I left hospital with a range of medications; painkillers, anti-sickness and antibiotics. After one night of chaos it became apparent that some of these were affecting my recovery. That first night I had uncontrollable muscle spasms in my arms, restlessness and sleeplessness. We researched the painkillers – Tramadol, an opiate – and discovered that these side effects were part of its very long list of potential impacts upon the body. So I stopped taking them, and just stuck with one paracetamol, morning and night. That seemed more tolerable.
However, the night time disturbances continued and the lack of sleep was ruining me. Further research revealed that both the antibiotics and anti-sickness drugs had the potential to produce the same side effects. So I gave them both up too. My GP and visiting phlebotomist both encouraged me to finish the course of antibiotics, for fear of the pneumonia returning. But I thought sleep was the greater need, and that as it had been a week since infection I would take that risk.
Unfortunately, the symptoms took another few days to dissipate, so I knocked myself out with sleeping tablets, which left me with a morning daze, but at least I was getting some sleep. At this point, about a week in, it’s all a little blurry, my staggering about the house was painful, but less dangerous. I was still exhausted most of the time, and supplemented my limited sleep with afternoon Yoga Nidra and naps, a lifesaver.

• WORK INSTRUCTIONS: Copy the passage above on medication side effects word for word, from "However, the night" up to and including "take that risk.".

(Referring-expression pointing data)
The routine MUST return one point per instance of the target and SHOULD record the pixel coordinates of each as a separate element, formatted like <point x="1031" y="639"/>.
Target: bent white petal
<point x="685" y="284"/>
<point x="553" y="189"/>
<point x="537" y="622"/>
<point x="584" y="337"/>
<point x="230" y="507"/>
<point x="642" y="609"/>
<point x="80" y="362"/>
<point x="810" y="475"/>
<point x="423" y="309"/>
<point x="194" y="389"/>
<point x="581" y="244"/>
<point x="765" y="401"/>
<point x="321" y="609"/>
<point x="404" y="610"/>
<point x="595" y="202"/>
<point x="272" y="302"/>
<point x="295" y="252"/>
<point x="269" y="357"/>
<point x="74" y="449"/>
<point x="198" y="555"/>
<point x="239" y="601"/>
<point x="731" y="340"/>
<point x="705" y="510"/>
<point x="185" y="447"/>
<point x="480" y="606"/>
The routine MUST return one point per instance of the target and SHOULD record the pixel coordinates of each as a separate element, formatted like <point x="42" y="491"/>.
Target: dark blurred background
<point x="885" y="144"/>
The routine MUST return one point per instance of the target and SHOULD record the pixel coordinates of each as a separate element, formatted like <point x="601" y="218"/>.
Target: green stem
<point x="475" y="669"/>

• ANSWER FOR THIS EXERCISE:
However, the night time disturbances continued and the lack of sleep was ruining me. Further research revealed that both the antibiotics and anti-sickness drugs had the potential to produce the same side effects. So I gave them both up too. My GP and visiting phlebotomist both encouraged me to finish the course of antibiotics, for fear of the pneumonia returning. But I thought sleep was the greater need, and that as it had been a week since infection I would take that risk.